Output the full listing again without altering anything.

● ● ●

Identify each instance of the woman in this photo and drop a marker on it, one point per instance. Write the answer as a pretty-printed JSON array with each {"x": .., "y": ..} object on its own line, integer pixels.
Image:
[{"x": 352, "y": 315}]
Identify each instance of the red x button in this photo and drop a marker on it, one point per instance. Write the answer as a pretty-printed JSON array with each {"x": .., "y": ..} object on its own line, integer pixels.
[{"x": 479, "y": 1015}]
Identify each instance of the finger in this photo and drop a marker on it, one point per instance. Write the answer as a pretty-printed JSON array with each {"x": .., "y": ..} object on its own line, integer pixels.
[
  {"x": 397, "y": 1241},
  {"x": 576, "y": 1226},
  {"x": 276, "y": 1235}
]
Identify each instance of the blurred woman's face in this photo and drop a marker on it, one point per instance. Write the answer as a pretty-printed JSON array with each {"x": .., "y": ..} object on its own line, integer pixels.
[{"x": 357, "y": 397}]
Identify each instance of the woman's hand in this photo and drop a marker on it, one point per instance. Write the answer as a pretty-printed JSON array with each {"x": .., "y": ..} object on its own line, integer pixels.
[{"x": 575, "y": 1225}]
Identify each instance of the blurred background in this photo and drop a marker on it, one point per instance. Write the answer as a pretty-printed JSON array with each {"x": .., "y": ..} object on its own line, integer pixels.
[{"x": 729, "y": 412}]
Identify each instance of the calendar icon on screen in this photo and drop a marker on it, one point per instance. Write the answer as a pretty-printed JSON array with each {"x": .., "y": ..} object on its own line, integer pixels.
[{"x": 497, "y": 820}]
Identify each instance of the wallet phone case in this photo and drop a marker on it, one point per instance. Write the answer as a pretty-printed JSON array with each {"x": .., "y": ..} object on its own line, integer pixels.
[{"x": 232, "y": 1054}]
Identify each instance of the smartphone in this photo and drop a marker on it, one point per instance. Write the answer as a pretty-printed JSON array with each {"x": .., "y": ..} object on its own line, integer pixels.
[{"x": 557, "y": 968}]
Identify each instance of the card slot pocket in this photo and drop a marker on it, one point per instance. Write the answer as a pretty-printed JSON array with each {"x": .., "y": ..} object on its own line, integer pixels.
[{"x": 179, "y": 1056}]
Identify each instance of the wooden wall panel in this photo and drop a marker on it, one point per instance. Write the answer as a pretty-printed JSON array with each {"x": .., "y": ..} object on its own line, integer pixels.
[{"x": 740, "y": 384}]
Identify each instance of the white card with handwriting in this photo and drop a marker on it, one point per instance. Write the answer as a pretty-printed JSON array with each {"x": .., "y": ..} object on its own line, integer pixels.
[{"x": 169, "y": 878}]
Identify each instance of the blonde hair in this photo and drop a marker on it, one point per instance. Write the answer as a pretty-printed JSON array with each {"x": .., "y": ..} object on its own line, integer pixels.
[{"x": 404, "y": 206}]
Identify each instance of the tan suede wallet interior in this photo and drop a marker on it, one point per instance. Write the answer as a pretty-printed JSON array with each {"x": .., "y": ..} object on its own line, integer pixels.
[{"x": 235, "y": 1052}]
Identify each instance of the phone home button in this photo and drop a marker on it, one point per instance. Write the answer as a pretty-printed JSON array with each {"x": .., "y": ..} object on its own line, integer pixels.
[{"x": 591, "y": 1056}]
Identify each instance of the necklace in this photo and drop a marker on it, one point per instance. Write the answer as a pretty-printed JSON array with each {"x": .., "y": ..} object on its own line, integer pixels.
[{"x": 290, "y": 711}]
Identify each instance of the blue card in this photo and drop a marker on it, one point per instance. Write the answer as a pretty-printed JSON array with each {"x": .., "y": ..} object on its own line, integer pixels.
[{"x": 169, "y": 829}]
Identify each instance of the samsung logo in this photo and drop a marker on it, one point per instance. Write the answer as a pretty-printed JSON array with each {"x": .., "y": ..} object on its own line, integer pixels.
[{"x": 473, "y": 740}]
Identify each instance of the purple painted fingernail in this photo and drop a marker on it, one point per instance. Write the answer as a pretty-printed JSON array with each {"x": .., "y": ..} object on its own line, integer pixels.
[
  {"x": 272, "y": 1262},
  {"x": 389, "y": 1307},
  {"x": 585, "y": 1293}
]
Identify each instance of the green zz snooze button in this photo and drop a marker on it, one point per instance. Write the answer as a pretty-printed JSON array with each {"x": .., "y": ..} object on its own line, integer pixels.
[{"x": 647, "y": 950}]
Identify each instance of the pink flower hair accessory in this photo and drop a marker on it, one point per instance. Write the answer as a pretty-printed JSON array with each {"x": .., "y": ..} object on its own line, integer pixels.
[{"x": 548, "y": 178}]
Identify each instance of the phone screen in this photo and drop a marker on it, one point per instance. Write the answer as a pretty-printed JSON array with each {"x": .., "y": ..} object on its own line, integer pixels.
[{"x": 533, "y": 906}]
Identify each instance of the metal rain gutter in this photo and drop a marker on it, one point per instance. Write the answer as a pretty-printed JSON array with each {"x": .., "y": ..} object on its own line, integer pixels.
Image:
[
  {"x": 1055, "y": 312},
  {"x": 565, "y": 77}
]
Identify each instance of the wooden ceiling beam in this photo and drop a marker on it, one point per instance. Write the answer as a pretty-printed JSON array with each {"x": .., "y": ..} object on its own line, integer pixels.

● ● ●

**REPLY:**
Identify each instance of the woman in this photo and drop a marker on it, one point per instance. Write the answer as a pretty-printed JSON array with each {"x": .., "y": ..} object on its own line, integer pixels.
Image:
[{"x": 352, "y": 315}]
Identify each instance of the red x button in this photo and drop a marker on it, one point per instance. Write the answer as a pretty-printed JSON array with each {"x": .., "y": ..} object on its own line, integer pixels.
[{"x": 479, "y": 1015}]
Identify each instance of the finger in this photo and drop a marker on it, one point per instance. Write the answer as a pretty-printed JSON array with each {"x": .., "y": ..} object on its own line, integer pixels.
[
  {"x": 397, "y": 1241},
  {"x": 576, "y": 1226},
  {"x": 276, "y": 1235}
]
Identify each instance of the blurred woman's face in this photo and drop a marker on it, one point per instance. Write the answer as a pretty-printed JSON array with each {"x": .., "y": ..} object on its own line, integer pixels.
[{"x": 357, "y": 397}]
Identify each instance of the woman's hand in this photo and drop a marker on it, one point per instance. Write the answer as a pretty-printed JSON array with each {"x": .., "y": ..} object on its own line, integer pixels.
[{"x": 575, "y": 1225}]
Identify each instance of the blurred background in this photo and drop a marker on it, one point per instance. Write the answer as a pretty-printed JSON array with each {"x": .., "y": ..} object on its own line, integer pixels.
[{"x": 729, "y": 412}]
Identify each instance of the calendar icon on screen in this photo and drop a marker on it, one point per instance. Write the answer as a pretty-printed JSON array with each {"x": .., "y": ..} object on its own line, integer pixels.
[{"x": 497, "y": 820}]
Identify each instance of the wallet phone case in this photo and drop a marker on it, one point per instance. Write the answer as a pretty-printed JSON array with each {"x": .., "y": ..} object on its own line, integer pixels.
[{"x": 232, "y": 1054}]
Identify each instance of the smartphone in this photo and drop a marker on it, one point per instance. Write the answer as a pretty-printed JSON array with each {"x": .., "y": ..} object on its own line, integer pixels.
[{"x": 557, "y": 968}]
Identify each instance of the card slot pocket in this photo and drop a marker on it, one point per instance. Write the answer as a pretty-printed JSON array with each {"x": .., "y": ..} object on its own line, integer pixels.
[{"x": 179, "y": 1056}]
Identify each instance of the wooden wall panel in this photo and drop a marker on it, one point per instance. Write the answer as a pretty-printed JSON array with each {"x": .., "y": ..} object on its own line, integer pixels.
[{"x": 740, "y": 384}]
Identify each instance of the white card with handwriting in this photo and drop a marker on it, one point per instance. Write the answer as a pretty-printed JSON array with each {"x": .., "y": ..} object on its own line, integer pixels.
[{"x": 169, "y": 878}]
Identify each instance of the blonde hair in this photo and drop a marker on it, one point per instance. Write the answer as a pretty-printed JSON array with each {"x": .., "y": ..} object on its own line, integer pixels.
[{"x": 404, "y": 206}]
Identify each instance of the tan suede wallet interior in this photo and drop a marker on it, one point per instance. Write the answer as a pretty-printed JSON array with each {"x": .., "y": ..} object on its own line, integer pixels.
[{"x": 235, "y": 1052}]
Identify each instance of the phone home button in this photo and drop a marker on it, one point per instance. Write the answer as a pretty-printed JSON array with each {"x": .., "y": ..} object on its own line, integer pixels.
[{"x": 591, "y": 1056}]
Identify each instance of the necklace in this photo and drop a marker on it, one point per instance. Write the answer as a pretty-printed JSON array with each {"x": .., "y": ..} object on its own line, integer pixels.
[{"x": 290, "y": 711}]
Identify each instance of the blue card in this photo and drop a marker on it, one point per instance. Write the answer as a pretty-printed JSON array with each {"x": .., "y": ..} object on its own line, integer pixels.
[{"x": 169, "y": 829}]
Identify each instance of the samsung logo in this photo and drop a marker on it, one point per instance. Write the answer as a pretty-printed JSON array with each {"x": .., "y": ..} object on its own line, integer pixels.
[{"x": 473, "y": 740}]
Identify each instance of the purple painted fingernail in this photo and drop a marker on it, one point per instance. Write the answer as a pretty-printed JSON array with each {"x": .., "y": ..} object on its own line, integer pixels.
[
  {"x": 272, "y": 1262},
  {"x": 389, "y": 1307},
  {"x": 585, "y": 1293}
]
Identify each instance of the green zz snooze button in this photo and drop a marker on it, one point per instance. Write the answer as a pretty-printed JSON array with each {"x": .., "y": ..} object on its own line, integer pixels.
[{"x": 647, "y": 950}]
Identify each instance of the pink flower hair accessory in this photo and drop a marker on it, one point per instance. Write the answer as a pretty-printed JSON array with each {"x": .., "y": ..} object on its own line, integer pixels.
[{"x": 548, "y": 178}]
Identify each instance of the phone screen in this photo and drop a marker on it, one point per instance. Write the answer as a pretty-printed JSON array with each {"x": .., "y": ..} object on its own line, integer pixels.
[{"x": 533, "y": 906}]
Identify each instance of the metal rain gutter in this photo and drop a marker on it, one point per instance. Write the answer as a pretty-printed JSON array with each {"x": .., "y": ..} object on its own line, integer pixels.
Image:
[
  {"x": 1055, "y": 312},
  {"x": 565, "y": 77}
]
Identify each instance of the wooden ceiling beam in this photo and drop a marker on it, one point per instance. Write the answer as a pretty-printed JSON array with each {"x": .., "y": ..} object on its own line, integer pixels.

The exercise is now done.